> [Written instruction] Give every line of the entries below as a JSON list of strings, one string per line, with blank lines omitted.

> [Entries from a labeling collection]
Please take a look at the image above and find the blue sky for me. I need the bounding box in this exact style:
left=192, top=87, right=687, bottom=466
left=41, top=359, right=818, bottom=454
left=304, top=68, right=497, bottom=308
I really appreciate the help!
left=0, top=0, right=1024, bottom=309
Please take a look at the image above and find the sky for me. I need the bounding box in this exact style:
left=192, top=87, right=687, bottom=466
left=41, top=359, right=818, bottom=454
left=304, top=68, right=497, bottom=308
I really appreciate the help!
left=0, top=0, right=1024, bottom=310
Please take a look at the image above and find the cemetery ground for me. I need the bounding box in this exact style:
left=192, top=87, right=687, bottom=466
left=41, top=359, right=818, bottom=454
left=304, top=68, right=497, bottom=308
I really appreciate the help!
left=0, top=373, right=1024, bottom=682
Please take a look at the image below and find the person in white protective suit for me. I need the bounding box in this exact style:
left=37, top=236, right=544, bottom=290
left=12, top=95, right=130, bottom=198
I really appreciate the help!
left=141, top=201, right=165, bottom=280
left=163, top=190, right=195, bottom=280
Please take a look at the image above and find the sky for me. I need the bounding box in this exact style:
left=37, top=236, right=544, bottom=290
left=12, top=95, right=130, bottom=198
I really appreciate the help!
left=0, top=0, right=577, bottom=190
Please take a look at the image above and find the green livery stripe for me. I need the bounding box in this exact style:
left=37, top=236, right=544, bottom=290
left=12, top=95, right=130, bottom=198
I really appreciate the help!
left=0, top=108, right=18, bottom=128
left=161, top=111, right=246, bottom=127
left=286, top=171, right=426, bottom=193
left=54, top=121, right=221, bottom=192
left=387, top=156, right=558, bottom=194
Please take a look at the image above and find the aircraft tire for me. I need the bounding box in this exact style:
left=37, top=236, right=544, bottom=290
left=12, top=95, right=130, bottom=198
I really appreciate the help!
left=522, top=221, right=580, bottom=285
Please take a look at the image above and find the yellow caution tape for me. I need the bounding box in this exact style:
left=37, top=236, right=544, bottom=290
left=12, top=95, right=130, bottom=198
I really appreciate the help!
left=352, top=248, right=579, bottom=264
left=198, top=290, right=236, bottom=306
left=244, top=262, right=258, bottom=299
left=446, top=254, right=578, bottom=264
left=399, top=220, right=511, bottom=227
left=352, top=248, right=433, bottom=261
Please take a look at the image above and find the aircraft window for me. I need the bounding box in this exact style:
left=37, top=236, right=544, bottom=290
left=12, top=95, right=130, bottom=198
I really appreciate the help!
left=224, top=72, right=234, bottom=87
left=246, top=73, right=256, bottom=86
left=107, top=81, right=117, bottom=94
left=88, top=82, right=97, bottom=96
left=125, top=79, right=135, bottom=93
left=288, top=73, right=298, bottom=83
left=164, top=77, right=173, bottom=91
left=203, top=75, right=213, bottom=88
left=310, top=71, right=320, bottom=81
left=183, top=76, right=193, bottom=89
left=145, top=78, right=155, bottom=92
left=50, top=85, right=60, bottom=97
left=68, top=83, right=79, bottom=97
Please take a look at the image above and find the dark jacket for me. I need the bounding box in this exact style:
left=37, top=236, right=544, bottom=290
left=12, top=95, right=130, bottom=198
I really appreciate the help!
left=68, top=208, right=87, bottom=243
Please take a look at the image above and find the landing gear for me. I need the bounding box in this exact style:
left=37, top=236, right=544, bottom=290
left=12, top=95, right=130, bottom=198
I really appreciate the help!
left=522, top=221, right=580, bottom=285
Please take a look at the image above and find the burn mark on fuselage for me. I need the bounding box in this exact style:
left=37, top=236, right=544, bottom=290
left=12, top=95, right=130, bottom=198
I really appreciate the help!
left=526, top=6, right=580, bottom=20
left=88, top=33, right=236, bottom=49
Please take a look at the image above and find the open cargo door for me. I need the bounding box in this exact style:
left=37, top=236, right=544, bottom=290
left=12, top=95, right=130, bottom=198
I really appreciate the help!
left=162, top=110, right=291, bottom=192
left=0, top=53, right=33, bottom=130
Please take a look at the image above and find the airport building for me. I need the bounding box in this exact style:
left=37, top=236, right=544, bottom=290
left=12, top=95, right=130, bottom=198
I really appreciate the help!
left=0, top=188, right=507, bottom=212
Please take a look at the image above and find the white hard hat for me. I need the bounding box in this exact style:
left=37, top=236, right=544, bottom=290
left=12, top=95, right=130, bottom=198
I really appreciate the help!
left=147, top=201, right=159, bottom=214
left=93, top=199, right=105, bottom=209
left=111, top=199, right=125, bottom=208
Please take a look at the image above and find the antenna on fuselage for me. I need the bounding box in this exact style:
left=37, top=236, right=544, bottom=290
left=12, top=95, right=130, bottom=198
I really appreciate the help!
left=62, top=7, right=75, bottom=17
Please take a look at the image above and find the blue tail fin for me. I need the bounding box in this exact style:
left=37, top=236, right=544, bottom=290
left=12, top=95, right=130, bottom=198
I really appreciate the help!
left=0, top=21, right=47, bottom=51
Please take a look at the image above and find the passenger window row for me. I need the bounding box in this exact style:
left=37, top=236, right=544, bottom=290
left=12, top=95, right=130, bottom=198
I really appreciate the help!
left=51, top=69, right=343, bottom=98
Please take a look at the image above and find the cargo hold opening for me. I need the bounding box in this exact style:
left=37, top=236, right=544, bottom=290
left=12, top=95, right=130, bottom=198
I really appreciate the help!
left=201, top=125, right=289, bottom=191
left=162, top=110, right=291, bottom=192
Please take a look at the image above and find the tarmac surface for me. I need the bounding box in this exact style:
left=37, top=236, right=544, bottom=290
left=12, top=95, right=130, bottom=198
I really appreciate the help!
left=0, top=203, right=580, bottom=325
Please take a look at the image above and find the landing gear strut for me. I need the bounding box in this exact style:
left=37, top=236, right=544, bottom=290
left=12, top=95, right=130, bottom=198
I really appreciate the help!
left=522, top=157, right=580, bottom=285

> [Written answer]
[
  "Please take a look at the image above and find the blue sky for me. I need the bounding box in this exact style:",
  "left=192, top=87, right=687, bottom=466",
  "left=41, top=359, right=818, bottom=454",
  "left=304, top=68, right=497, bottom=308",
  "I really appreciate the help!",
  "left=0, top=0, right=1024, bottom=309",
  "Please take a look at the image above and find the sky for me. I need the bounding box in this exact style:",
  "left=192, top=87, right=687, bottom=466",
  "left=41, top=359, right=818, bottom=454",
  "left=304, top=68, right=497, bottom=308",
  "I really appreciate the help!",
  "left=0, top=0, right=1024, bottom=310",
  "Please take a look at the image above and find the cemetery ground for me. I need the bounding box in this exact style:",
  "left=192, top=87, right=687, bottom=466",
  "left=41, top=359, right=818, bottom=454",
  "left=304, top=68, right=497, bottom=308",
  "I really appreciate the help!",
  "left=0, top=373, right=1024, bottom=682",
  "Please take a look at the image below and find the person in white protective suit for me. I need the bounding box in this exact style:",
  "left=37, top=236, right=544, bottom=290",
  "left=12, top=95, right=130, bottom=198",
  "I really appreciate the help!",
  "left=141, top=201, right=165, bottom=280",
  "left=163, top=190, right=195, bottom=280",
  "Please take a look at the image above and find the sky for me. I need the bounding box in this exact style:",
  "left=37, top=236, right=544, bottom=290",
  "left=12, top=95, right=130, bottom=198",
  "I really appreciate the help!",
  "left=0, top=0, right=577, bottom=190",
  "Please take a look at the image above and find the green livery stripe for me. I need the bounding box in this exact style:",
  "left=37, top=236, right=544, bottom=290",
  "left=12, top=95, right=130, bottom=198",
  "I really appreciate the help!",
  "left=0, top=108, right=18, bottom=128",
  "left=161, top=111, right=246, bottom=127",
  "left=286, top=171, right=426, bottom=193",
  "left=54, top=121, right=221, bottom=192",
  "left=387, top=156, right=558, bottom=194",
  "Please take a look at the image above and find the aircraft tire for me. I need the bounding box in this exact style:",
  "left=37, top=236, right=544, bottom=290",
  "left=12, top=95, right=130, bottom=198",
  "I really appreciate the help!",
  "left=522, top=221, right=580, bottom=285",
  "Please take a look at the image above and find the yellow caution tape for me. I need the bounding box in this exact style:",
  "left=37, top=236, right=544, bottom=290",
  "left=12, top=95, right=130, bottom=198",
  "I really appreciate the help!",
  "left=352, top=248, right=579, bottom=264",
  "left=198, top=290, right=236, bottom=306",
  "left=244, top=262, right=258, bottom=299",
  "left=446, top=254, right=578, bottom=264",
  "left=399, top=220, right=511, bottom=227",
  "left=352, top=248, right=433, bottom=261",
  "Please take a look at the image above and find the aircraft window for me. I need the bounding box in this exact style:",
  "left=37, top=236, right=544, bottom=290",
  "left=12, top=95, right=130, bottom=198",
  "I really appreciate the help!",
  "left=224, top=72, right=234, bottom=87",
  "left=246, top=73, right=256, bottom=86",
  "left=107, top=81, right=117, bottom=94",
  "left=88, top=82, right=97, bottom=96",
  "left=125, top=79, right=135, bottom=93",
  "left=288, top=73, right=298, bottom=83",
  "left=164, top=77, right=173, bottom=91",
  "left=203, top=75, right=213, bottom=88",
  "left=310, top=71, right=320, bottom=81",
  "left=183, top=76, right=193, bottom=89",
  "left=145, top=78, right=155, bottom=92",
  "left=50, top=85, right=60, bottom=97",
  "left=68, top=83, right=79, bottom=97",
  "Please take a look at the image above and find the dark jacket for me. I need the bounding box in this exact style:",
  "left=37, top=236, right=544, bottom=290",
  "left=12, top=95, right=130, bottom=198",
  "I really appreciate the help!",
  "left=68, top=208, right=87, bottom=243",
  "Please take a look at the image above and find the landing gear for me. I need the bounding box in this exact style:",
  "left=37, top=236, right=544, bottom=290",
  "left=12, top=95, right=130, bottom=198",
  "I really appreciate the help!",
  "left=522, top=221, right=580, bottom=285",
  "Please take a look at the image above and find the burn mark on fuselage for me. I need the bounding box in this exact style:",
  "left=37, top=236, right=544, bottom=290",
  "left=12, top=95, right=130, bottom=198",
  "I really appreciate the help!",
  "left=526, top=6, right=580, bottom=20",
  "left=88, top=33, right=236, bottom=49",
  "Please take a look at the image above and find the open cargo door for me. I need the bounding box in this exact style:",
  "left=37, top=236, right=544, bottom=290",
  "left=12, top=95, right=130, bottom=198",
  "I really appreciate the help!",
  "left=162, top=110, right=291, bottom=192",
  "left=0, top=53, right=33, bottom=130",
  "Please take a look at the image above and find the airport building for me. I need the bounding box in this exact style:",
  "left=37, top=236, right=544, bottom=290",
  "left=12, top=95, right=130, bottom=198",
  "I really appreciate the help!",
  "left=0, top=188, right=507, bottom=212",
  "Please take a look at the image above and find the white hard hat for me. I need the bounding box in this exact style:",
  "left=37, top=236, right=544, bottom=290",
  "left=12, top=95, right=130, bottom=198",
  "I really appreciate the help!",
  "left=147, top=201, right=159, bottom=214",
  "left=93, top=199, right=105, bottom=209",
  "left=111, top=199, right=125, bottom=208",
  "Please take a look at the image above and find the antenna on fuselage for me. I need the bounding box in this exact style:",
  "left=37, top=236, right=544, bottom=290",
  "left=12, top=95, right=130, bottom=198",
  "I really appreciate the help!",
  "left=62, top=7, right=75, bottom=17",
  "Please take a look at the image above and find the blue tail fin for me. I need the bounding box in this exact style:",
  "left=37, top=236, right=544, bottom=290",
  "left=12, top=95, right=130, bottom=198",
  "I really appreciate the help!",
  "left=0, top=21, right=47, bottom=51",
  "Please take a look at the image above and find the passenger window row for me. I need the bounding box in this exact style:",
  "left=37, top=236, right=544, bottom=290",
  "left=12, top=95, right=130, bottom=198",
  "I really appreciate the help!",
  "left=51, top=69, right=343, bottom=98",
  "Please take a look at the image above and find the cargo hold opening for me. I need the bounding box in this exact style:",
  "left=37, top=236, right=544, bottom=290",
  "left=12, top=95, right=130, bottom=198",
  "I really appreciate the help!",
  "left=201, top=125, right=289, bottom=191",
  "left=162, top=110, right=291, bottom=192",
  "Please take a look at the image above and find the tarmac surface for me. I need the bounding box in this exact style:",
  "left=37, top=236, right=544, bottom=290",
  "left=12, top=95, right=130, bottom=198",
  "I really appreciate the help!",
  "left=0, top=203, right=580, bottom=325",
  "Please take a look at the image above and find the landing gear strut for me. I need the bounding box in this exact style:",
  "left=37, top=236, right=544, bottom=290",
  "left=12, top=95, right=130, bottom=198",
  "I really appreciate the help!",
  "left=522, top=157, right=580, bottom=285"
]